Exercise task ▸ How many lines in the entries below contain the string "metal", with uppercase and lowercase treated as different? Reply with the number alone.

Data to use ▸
---

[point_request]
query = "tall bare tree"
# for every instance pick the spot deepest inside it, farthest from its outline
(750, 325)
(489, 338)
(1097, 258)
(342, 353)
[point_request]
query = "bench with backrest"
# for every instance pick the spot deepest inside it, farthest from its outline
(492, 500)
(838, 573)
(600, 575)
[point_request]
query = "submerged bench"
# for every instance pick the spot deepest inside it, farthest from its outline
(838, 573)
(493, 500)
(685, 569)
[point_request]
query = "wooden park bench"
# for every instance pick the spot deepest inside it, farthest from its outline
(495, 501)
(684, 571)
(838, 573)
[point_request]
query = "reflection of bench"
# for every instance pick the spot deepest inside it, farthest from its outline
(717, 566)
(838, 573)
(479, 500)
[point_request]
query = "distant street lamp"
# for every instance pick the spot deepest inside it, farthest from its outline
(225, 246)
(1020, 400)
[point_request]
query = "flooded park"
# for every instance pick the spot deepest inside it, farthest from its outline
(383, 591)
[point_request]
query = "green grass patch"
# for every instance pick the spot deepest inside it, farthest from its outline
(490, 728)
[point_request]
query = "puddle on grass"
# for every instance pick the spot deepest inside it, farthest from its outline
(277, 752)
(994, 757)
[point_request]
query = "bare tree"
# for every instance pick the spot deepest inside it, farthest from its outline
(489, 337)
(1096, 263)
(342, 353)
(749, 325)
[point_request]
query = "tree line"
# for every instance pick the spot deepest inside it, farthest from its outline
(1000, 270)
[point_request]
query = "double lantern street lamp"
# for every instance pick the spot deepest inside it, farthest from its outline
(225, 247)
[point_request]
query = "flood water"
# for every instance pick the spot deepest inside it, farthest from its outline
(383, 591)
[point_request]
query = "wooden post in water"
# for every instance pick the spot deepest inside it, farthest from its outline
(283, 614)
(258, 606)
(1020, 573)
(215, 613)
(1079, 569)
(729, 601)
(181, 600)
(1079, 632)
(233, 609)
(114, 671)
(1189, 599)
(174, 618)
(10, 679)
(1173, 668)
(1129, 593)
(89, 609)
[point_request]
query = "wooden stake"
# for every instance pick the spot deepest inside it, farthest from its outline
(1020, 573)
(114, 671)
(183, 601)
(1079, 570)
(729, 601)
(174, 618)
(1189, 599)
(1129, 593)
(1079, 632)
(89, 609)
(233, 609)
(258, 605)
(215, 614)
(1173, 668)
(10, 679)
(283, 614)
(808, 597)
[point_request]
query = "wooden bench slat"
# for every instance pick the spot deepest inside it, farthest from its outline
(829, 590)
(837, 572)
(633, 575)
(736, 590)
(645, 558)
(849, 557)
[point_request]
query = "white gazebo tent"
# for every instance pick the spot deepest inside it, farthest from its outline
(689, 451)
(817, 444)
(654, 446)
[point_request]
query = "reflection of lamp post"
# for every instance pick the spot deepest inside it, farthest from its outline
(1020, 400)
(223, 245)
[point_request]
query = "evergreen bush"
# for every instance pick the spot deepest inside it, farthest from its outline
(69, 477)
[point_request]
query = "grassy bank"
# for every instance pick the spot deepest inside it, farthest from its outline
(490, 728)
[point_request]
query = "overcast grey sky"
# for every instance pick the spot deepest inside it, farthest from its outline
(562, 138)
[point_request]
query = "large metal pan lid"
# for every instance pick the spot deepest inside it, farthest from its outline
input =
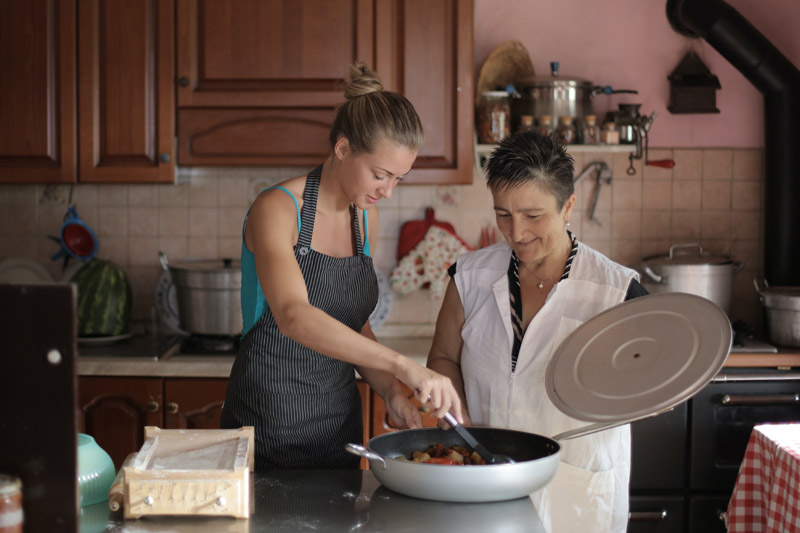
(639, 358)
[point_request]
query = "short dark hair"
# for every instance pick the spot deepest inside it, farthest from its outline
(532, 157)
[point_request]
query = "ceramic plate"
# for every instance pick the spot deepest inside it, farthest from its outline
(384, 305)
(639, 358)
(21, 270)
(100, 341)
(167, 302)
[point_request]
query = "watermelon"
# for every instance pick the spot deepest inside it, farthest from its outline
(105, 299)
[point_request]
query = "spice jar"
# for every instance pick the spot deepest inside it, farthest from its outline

---

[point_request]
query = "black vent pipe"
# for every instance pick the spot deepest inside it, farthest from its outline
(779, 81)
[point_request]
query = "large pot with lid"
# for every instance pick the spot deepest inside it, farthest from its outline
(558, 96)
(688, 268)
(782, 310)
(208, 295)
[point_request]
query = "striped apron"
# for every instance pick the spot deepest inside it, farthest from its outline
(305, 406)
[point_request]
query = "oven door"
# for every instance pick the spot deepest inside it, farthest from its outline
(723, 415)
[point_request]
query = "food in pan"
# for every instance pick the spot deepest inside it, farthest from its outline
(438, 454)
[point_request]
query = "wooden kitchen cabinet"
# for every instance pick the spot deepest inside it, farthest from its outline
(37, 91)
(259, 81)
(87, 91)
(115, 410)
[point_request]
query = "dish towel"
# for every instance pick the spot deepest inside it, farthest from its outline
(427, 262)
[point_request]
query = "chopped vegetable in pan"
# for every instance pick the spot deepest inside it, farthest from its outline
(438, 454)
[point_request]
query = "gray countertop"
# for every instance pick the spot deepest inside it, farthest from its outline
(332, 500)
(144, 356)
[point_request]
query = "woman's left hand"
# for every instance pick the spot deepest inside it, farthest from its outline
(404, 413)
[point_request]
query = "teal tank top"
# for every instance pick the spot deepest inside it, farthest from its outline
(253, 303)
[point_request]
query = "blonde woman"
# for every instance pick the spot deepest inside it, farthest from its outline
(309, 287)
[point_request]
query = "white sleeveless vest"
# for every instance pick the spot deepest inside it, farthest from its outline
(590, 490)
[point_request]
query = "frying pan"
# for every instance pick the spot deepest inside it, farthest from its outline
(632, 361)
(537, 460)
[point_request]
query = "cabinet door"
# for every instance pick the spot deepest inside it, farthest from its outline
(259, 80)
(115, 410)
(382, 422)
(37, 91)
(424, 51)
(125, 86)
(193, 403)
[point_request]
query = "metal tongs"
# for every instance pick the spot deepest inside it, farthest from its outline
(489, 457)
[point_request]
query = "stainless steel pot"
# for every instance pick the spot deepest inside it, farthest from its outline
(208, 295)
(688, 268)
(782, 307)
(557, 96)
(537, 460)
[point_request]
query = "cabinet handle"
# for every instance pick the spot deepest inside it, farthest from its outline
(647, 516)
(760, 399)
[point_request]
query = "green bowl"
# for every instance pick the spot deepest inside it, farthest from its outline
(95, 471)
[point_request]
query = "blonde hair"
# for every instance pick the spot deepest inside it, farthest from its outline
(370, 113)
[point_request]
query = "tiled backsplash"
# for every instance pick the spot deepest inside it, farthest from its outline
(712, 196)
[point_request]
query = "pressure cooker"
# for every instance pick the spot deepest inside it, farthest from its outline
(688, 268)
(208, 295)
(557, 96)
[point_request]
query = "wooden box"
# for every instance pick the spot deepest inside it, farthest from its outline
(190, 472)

---

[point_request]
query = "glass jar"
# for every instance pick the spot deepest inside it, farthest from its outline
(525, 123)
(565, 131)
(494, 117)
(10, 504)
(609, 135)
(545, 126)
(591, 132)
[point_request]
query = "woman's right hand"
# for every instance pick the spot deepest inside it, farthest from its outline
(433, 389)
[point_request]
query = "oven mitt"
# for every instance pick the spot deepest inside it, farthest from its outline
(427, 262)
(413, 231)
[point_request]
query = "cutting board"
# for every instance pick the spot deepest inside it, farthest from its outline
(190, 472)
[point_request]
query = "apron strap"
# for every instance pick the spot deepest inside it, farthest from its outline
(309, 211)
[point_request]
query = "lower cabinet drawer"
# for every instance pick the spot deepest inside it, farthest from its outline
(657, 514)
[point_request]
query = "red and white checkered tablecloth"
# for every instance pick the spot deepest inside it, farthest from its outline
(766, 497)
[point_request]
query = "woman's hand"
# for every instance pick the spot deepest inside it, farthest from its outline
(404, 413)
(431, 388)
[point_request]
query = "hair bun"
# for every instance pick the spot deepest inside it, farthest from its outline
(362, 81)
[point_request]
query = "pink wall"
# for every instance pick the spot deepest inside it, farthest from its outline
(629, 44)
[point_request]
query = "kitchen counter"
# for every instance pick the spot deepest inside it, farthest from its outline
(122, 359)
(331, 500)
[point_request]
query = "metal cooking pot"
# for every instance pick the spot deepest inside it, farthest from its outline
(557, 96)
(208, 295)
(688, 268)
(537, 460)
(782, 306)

---

Solution ▸ 3